What you need to do =
Among the entries below, only the lines starting at the one with "Where can you see the brown" and ending at the one with "Where can you see the white", both included, are to be printed exactly.

Information =

◆ ◆ ◆ ◆ ◆

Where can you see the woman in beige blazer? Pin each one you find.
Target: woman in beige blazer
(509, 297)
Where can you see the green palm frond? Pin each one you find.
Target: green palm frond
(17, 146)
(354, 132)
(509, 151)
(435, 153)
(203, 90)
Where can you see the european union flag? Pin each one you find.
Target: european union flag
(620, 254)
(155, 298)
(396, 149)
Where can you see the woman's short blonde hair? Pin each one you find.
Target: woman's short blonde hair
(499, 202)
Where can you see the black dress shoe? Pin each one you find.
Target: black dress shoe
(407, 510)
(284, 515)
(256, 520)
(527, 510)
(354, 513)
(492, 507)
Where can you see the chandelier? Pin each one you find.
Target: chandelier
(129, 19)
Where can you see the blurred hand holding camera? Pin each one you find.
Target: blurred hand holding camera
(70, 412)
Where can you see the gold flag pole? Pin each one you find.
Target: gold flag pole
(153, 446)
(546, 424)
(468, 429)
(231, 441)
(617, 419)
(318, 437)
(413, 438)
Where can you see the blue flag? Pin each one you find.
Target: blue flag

◆ ◆ ◆ ◆ ◆

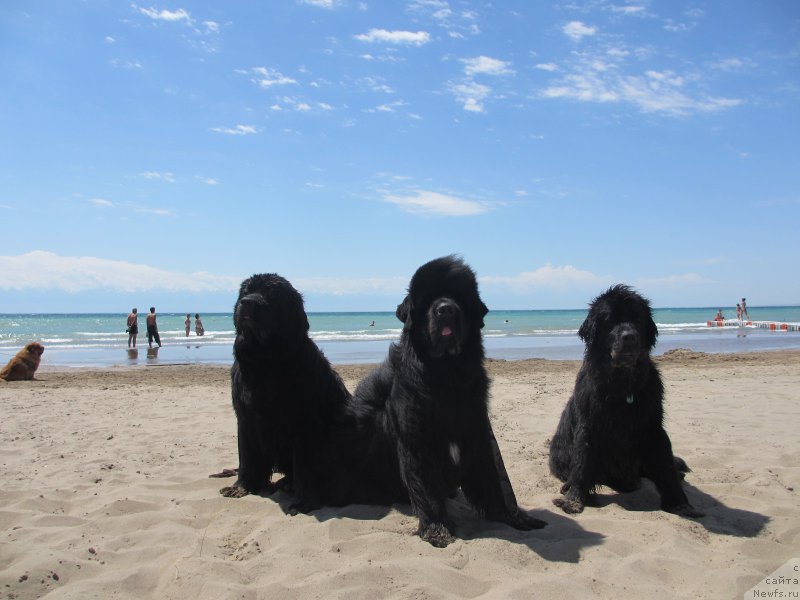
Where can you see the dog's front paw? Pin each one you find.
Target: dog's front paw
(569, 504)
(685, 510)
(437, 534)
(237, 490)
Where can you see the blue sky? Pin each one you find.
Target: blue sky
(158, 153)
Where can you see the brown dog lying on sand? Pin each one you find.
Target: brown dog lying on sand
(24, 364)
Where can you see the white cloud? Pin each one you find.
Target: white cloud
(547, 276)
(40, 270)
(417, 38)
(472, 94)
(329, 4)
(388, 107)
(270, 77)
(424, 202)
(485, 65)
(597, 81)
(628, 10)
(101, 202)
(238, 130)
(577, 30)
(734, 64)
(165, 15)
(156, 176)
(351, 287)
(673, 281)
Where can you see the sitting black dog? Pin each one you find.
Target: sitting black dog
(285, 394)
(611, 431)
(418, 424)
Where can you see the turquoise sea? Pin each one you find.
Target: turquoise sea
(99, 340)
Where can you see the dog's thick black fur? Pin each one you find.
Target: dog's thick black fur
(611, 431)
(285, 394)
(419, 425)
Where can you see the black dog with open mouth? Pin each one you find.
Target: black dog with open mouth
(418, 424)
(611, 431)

◆ ◆ ◆ ◆ ◆

Solution for this problem =
Where can you see the brown dog lying on sand? Pin each one you find.
Target: brown dog lying on sand
(24, 364)
Where can you see the white cloud? Pin each one you find.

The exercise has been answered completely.